PAGE EXCERPT:
◆ ◆ ◆ ◆ ◆ ◆ ◆

Large map object in dictionary fails with persistence truncation error in Designer, Clover engine (command line) works?

We are using a dictionary entry of type “map”, to pass data from one element in one phase to another element in a subsequent phase. This data is used iteratively in the 2nd element, so we can’t use a join-type connection between them.

We noticed that this approach works, but only for a limited number of key-value pairs in the dictionary. Once we get to about 5,000 or so pairs, we get the following error:


14:47:19,262 INFO  [JobFinalizer_1] Dictionary output: { *testMap={KEYFORID2=VALUEFORID2, ....
14:47:19,267 WARN  [JobFinalizer_1] Updating modified RunRecord ...
14:47:19,315 WARN  [JobFinalizer_1] SQL Error: 20000, SQLState: 22001
14:47:19,316 ERROR [JobFinalizer_1] A truncation error was encountered trying to shrink LONG VARCHAR 'UEsDBBQACAgIAOl1kUcAAAAAAAAAAAAAAAAAAAAAZN2/7i5qfpb3hREYYych&' to length 32700.
14:47:19,316 WARN  [JobFinalizer_1] org.hibernate.exception.DataException: could not execute statement
javax.persistence.PersistenceException: org.hibernate.exception.DataException: could not execute statement
	at org.hibernate.ejb.AbstractEntityManagerImpl.convert(AbstractEntityManagerImpl.java:1387)
	at org.hibernate.ejb.AbstractEntityManagerImpl.convert(AbstractEntityManagerImpl.java:1310)
	at org.hibernate.ejb.AbstractEntityManagerImpl.throwPersistenceException(AbstractEntityManagerImpl.java:1397)
...
Caused by: org.hibernate.exception.DataException: could not execute statement
	at org.hibernate.exception.internal.SQLExceptionTypeDelegate.convert(SQLExceptionTypeDelegate.java:71)
	at org.hibernate.exception.internal.StandardSQLExceptionConverter.convert(StandardSQLExceptionConverter.java:49)
	at org.hibernate.engine.jdbc.spi.SqlExceptionHelper.convert(SqlExceptionHelper.java:125)
	at org.hibernate.engine.jdbc.spi.SqlExceptionHelper.convert(SqlExceptionHelper.java:110)
...
Caused by: java.sql.SQLDataException: A truncation error was encountered trying to shrink LONG VARCHAR 'UEsDBBQACAgIAOl1kUcAAAAAAAAAAAAAAAAAAAAAZN2/7i5qfpb3hREYYych&' to length 32700.
	at org.apache.derby.impl.jdbc.SQLExceptionFactory.getSQLException(Unknown Source)
	at org.apache.derby.impl.jdbc.Util.generateCsSQLException(Unknown Source)
	at org.apache.derby.impl.jdbc.TransactionResourceImpl.wrapInSQLException(Unknown Source)
...

◆ ◆ ◆ ◆ ◆ ◆ ◆

LISTING:
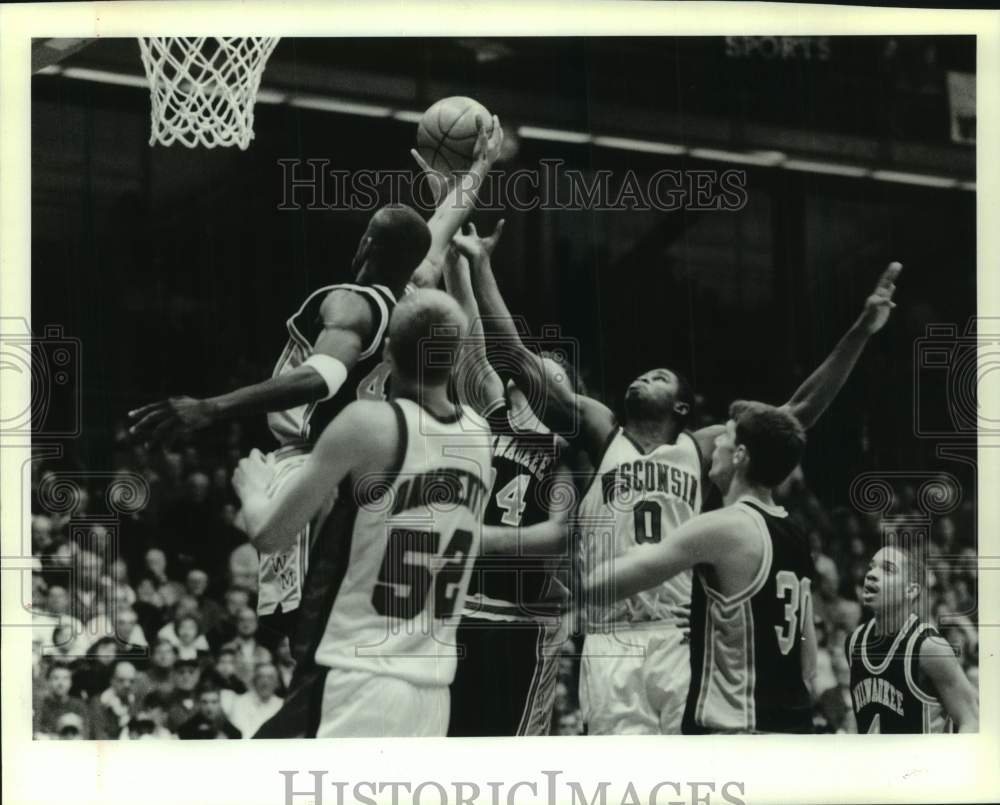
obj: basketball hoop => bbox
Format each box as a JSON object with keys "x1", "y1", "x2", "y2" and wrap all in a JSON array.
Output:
[{"x1": 139, "y1": 36, "x2": 278, "y2": 151}]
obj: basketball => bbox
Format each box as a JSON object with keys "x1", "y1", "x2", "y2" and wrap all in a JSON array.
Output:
[{"x1": 417, "y1": 96, "x2": 493, "y2": 173}]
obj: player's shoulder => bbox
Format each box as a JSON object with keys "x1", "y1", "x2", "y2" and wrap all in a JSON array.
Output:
[
  {"x1": 337, "y1": 400, "x2": 399, "y2": 441},
  {"x1": 686, "y1": 506, "x2": 753, "y2": 543},
  {"x1": 319, "y1": 285, "x2": 374, "y2": 328},
  {"x1": 917, "y1": 625, "x2": 958, "y2": 664}
]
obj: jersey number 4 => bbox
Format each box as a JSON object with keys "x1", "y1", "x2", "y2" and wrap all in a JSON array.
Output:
[
  {"x1": 493, "y1": 469, "x2": 531, "y2": 526},
  {"x1": 372, "y1": 528, "x2": 472, "y2": 620},
  {"x1": 774, "y1": 570, "x2": 812, "y2": 654}
]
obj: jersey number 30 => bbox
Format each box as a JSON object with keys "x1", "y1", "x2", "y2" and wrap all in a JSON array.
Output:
[
  {"x1": 372, "y1": 528, "x2": 472, "y2": 620},
  {"x1": 774, "y1": 570, "x2": 812, "y2": 654}
]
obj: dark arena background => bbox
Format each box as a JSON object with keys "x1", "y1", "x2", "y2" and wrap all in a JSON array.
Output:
[{"x1": 31, "y1": 36, "x2": 978, "y2": 738}]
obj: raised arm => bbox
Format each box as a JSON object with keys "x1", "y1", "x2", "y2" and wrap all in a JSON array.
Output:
[
  {"x1": 129, "y1": 289, "x2": 374, "y2": 442},
  {"x1": 472, "y1": 242, "x2": 618, "y2": 467},
  {"x1": 410, "y1": 115, "x2": 503, "y2": 288},
  {"x1": 693, "y1": 262, "x2": 903, "y2": 469},
  {"x1": 233, "y1": 401, "x2": 399, "y2": 553},
  {"x1": 444, "y1": 221, "x2": 504, "y2": 415},
  {"x1": 800, "y1": 586, "x2": 819, "y2": 703},
  {"x1": 785, "y1": 262, "x2": 903, "y2": 428}
]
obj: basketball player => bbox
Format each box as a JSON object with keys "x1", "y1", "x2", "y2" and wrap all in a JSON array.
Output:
[
  {"x1": 129, "y1": 116, "x2": 503, "y2": 643},
  {"x1": 233, "y1": 290, "x2": 490, "y2": 738},
  {"x1": 473, "y1": 256, "x2": 902, "y2": 734},
  {"x1": 847, "y1": 545, "x2": 979, "y2": 733},
  {"x1": 445, "y1": 221, "x2": 573, "y2": 737},
  {"x1": 584, "y1": 402, "x2": 816, "y2": 734}
]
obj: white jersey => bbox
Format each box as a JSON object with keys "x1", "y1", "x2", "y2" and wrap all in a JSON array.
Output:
[
  {"x1": 577, "y1": 428, "x2": 702, "y2": 631},
  {"x1": 312, "y1": 399, "x2": 491, "y2": 685}
]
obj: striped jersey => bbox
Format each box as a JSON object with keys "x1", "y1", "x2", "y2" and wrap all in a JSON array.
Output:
[
  {"x1": 682, "y1": 499, "x2": 815, "y2": 734},
  {"x1": 463, "y1": 404, "x2": 565, "y2": 621},
  {"x1": 302, "y1": 399, "x2": 490, "y2": 685},
  {"x1": 267, "y1": 282, "x2": 396, "y2": 445},
  {"x1": 257, "y1": 283, "x2": 396, "y2": 615},
  {"x1": 576, "y1": 428, "x2": 701, "y2": 631},
  {"x1": 847, "y1": 615, "x2": 954, "y2": 733}
]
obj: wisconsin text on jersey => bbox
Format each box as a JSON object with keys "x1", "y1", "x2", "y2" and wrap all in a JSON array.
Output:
[{"x1": 601, "y1": 459, "x2": 698, "y2": 508}]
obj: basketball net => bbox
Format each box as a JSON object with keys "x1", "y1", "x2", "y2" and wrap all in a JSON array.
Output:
[{"x1": 139, "y1": 36, "x2": 278, "y2": 151}]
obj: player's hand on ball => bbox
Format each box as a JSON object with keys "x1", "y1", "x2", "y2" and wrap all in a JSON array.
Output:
[
  {"x1": 128, "y1": 397, "x2": 214, "y2": 443},
  {"x1": 861, "y1": 261, "x2": 903, "y2": 334},
  {"x1": 473, "y1": 115, "x2": 503, "y2": 167},
  {"x1": 452, "y1": 218, "x2": 505, "y2": 264},
  {"x1": 410, "y1": 148, "x2": 454, "y2": 207},
  {"x1": 233, "y1": 447, "x2": 275, "y2": 507}
]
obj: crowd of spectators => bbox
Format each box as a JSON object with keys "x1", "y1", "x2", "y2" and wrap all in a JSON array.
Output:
[{"x1": 31, "y1": 398, "x2": 978, "y2": 740}]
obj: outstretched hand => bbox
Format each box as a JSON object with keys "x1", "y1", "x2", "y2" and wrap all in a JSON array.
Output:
[
  {"x1": 128, "y1": 397, "x2": 214, "y2": 443},
  {"x1": 472, "y1": 115, "x2": 503, "y2": 169},
  {"x1": 410, "y1": 148, "x2": 455, "y2": 207},
  {"x1": 860, "y1": 261, "x2": 903, "y2": 335},
  {"x1": 451, "y1": 218, "x2": 505, "y2": 265}
]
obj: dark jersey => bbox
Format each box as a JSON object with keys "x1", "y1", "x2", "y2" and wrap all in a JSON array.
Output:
[
  {"x1": 463, "y1": 404, "x2": 566, "y2": 620},
  {"x1": 847, "y1": 615, "x2": 952, "y2": 734},
  {"x1": 682, "y1": 499, "x2": 815, "y2": 734},
  {"x1": 267, "y1": 283, "x2": 396, "y2": 445}
]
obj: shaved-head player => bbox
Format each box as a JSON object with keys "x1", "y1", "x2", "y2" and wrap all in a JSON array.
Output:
[
  {"x1": 130, "y1": 119, "x2": 503, "y2": 643},
  {"x1": 474, "y1": 256, "x2": 902, "y2": 734},
  {"x1": 234, "y1": 290, "x2": 491, "y2": 738}
]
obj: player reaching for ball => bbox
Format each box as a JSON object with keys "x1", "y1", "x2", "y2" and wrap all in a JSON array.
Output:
[
  {"x1": 129, "y1": 107, "x2": 503, "y2": 643},
  {"x1": 473, "y1": 263, "x2": 902, "y2": 734},
  {"x1": 233, "y1": 290, "x2": 490, "y2": 738},
  {"x1": 445, "y1": 221, "x2": 573, "y2": 737}
]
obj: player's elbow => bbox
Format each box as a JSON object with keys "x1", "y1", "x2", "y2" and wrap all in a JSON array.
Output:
[{"x1": 950, "y1": 695, "x2": 979, "y2": 732}]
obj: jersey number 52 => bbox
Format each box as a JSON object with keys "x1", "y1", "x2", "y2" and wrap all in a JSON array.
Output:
[
  {"x1": 774, "y1": 570, "x2": 812, "y2": 654},
  {"x1": 372, "y1": 528, "x2": 472, "y2": 620}
]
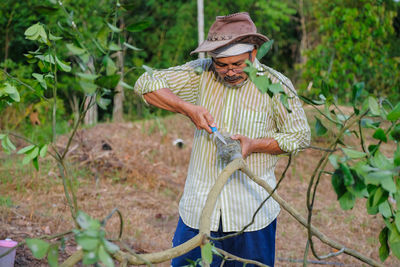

◆ ◆ ◆ ◆ ◆ ◆ ◆

TASKS AND EXERCISES:
- a) Reproduce word for word the part of the truncation-error post between "We are using" and "connection between them.", inclusive.
- b) Resume the forum post on the dictionary map truncation error from the point where it stops.

THE REPLIES:
- a)
We are using a dictionary entry of type “map”, to pass data from one element in one phase to another element in a subsequent phase. This data is used iteratively in the 2nd element, so we can’t use a join-type connection between them.

- b)
14:47:19,318 WARN  [JobFinalizer_1] Couldn't update RunRecord; org.hibernate.exception.DataException: could not execute statement
javax.persistence.PersistenceException: org.hibernate.exception.DataException: could not execute statement
...
	at org.hibernate.ejb.AbstractQueryImpl.executeUpdate(AbstractQueryImpl.java:111)
	at com.cloveretl.server.dao.RunRecordDao.update(Unknown Source)
	at com.cloveretl.server.dao.PersistenceServiceImpl.updateRunRecord(Unknown Source)
	at sun.reflect.NativeMethodAccessorImpl.invoke0(Native Method)
...

I can provide more details and a sample graph to reproduce this error if needed.

Interestingly, running this same graph through the command-line engine works without any problems, it’s only in the Designer (4.1.1) that we see this failure.

Hi

This behavior is a bug and I reported it.

However in your case it should be possible to avoid using dictionary, which is causing this issue. You can declare a whole new map in the component where you fill it with data and then send this map over the edge to the other component. The filling and reading functions will stay almost the same, you just need to replace the dictionary.map with your new map.

If such solution is not possible, please send me your graph and some input file with a representative sample of the data you are working with.

Also, graph created in Designer shouldn’t be run by the open-source engine as it could behave unexpectedly. E.g. the set of components is not exactly the same and that could cause issues.

Best regards.

Thanks for confirming/creating the bug report!

I learned something new from your note regarding the ability to define a container (list, map) as a metadata field type. That is really powerful. Thank you for that!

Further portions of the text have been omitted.